Records provided START
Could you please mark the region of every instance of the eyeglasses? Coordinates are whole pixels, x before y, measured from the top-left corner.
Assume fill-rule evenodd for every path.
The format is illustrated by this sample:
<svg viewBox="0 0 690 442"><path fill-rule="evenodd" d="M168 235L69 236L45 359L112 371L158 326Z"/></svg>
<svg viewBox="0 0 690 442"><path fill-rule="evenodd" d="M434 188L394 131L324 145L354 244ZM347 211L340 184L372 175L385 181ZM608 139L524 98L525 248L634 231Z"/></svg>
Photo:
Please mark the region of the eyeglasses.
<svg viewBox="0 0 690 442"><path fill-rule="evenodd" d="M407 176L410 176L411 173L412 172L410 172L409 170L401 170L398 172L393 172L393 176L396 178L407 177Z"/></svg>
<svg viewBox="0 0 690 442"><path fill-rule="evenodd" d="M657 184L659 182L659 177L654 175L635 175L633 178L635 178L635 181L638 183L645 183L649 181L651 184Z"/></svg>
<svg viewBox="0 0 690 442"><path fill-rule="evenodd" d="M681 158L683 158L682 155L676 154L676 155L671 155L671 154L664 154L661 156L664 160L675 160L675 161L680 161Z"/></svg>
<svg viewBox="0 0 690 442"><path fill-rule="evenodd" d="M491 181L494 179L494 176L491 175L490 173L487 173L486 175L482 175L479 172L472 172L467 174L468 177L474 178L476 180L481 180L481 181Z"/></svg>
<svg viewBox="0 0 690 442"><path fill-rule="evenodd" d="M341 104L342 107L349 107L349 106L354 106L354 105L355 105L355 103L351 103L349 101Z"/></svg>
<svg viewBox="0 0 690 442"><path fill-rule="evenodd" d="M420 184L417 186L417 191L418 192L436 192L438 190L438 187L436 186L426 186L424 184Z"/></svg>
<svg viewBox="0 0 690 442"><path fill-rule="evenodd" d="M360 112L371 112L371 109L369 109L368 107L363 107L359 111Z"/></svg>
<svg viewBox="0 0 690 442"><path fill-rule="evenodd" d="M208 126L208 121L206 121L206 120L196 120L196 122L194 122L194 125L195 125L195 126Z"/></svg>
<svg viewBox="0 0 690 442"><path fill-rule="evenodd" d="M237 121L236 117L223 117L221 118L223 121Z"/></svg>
Records provided END
- Work to complete -
Scan the listing above for the word "every" and show each line where it is found.

- Written response -
Could you please mark the region of every instance of the eyeglasses? Coordinates are whole pixels, x before y, measured from the top-left corner.
Assume fill-rule evenodd for every path.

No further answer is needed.